== Do this ==
Decide whether each statement agrees with the passage on injury in fact below, answering yes or no and quoting the deciding words: (a) only tangible harms can meet the concreteness requirement; (b) the injury-in-fact analysis should draw on history and the judgment of Congress; (c) Congress may define injuries that create a case or controversy where none existed before.

Spokeo, 136 S. Ct. at 1548. Both tangible and intangible harms can satisfy the
concreteness requirement; though tangible injuries are "perhaps easier to recognize" as
concrete injuries, "intangible injuries can nevertheless be concrete." Id. at 1549-50.
The analysis of injury in fact should draw on "both history and the judgment of Congress
. . . ." Id. at 1549. History plays a role because "it is instructive to consider whether an
alleged intangible harm has a close relationship to a harm that has traditionally been
regarded as providing a basis for a lawsuit in English or American courts." Id.
Congress's judgment plays a role because "Congress is well positioned to identify
intangible harms that meet minimum Article III requirements" and "has the power to
define injuries and articulate chains of causation that will give rise to a case or
controversy where none existed before." Id. (internal quotation marks and citations
omitted).

== Excerpted data ==
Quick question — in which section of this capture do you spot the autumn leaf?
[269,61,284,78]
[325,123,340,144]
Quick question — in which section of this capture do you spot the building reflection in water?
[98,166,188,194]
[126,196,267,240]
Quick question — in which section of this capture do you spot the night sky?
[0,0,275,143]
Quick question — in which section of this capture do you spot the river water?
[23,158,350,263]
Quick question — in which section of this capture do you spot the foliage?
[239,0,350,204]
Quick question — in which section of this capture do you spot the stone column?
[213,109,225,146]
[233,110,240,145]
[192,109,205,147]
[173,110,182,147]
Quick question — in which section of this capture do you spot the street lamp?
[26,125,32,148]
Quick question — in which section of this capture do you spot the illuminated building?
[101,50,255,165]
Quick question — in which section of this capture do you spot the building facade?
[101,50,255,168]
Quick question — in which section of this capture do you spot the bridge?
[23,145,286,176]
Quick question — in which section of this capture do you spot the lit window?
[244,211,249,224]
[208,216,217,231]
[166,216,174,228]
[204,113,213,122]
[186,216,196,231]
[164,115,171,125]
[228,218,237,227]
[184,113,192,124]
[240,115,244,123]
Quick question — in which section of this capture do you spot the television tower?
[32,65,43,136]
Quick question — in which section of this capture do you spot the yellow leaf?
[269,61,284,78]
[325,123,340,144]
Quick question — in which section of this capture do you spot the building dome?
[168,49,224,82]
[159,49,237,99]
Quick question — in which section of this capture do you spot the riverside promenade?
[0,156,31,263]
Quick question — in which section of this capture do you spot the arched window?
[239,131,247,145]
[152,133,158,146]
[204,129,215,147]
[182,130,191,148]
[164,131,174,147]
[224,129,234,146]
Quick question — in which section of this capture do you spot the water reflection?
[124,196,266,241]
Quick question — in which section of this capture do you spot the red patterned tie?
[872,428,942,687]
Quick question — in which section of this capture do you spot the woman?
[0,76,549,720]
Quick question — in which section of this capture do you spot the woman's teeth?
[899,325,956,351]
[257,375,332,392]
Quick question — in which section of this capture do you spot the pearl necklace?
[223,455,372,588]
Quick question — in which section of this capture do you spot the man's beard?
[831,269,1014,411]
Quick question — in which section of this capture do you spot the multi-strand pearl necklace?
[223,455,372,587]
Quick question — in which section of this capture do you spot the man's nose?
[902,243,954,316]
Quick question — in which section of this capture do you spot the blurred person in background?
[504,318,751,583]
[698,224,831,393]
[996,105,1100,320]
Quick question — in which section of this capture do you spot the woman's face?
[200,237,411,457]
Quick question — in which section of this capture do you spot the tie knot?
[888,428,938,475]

== Output ==
(a) No: "Both tangible and intangible harms can satisfy the concreteness requirement"
(b) Yes: "The analysis of injury in fact should draw on "both history and the judgment of Congress""
(c) Yes: "has the power to define injuries and articulate chains of causation that will give rise to a case or controversy where none existed before."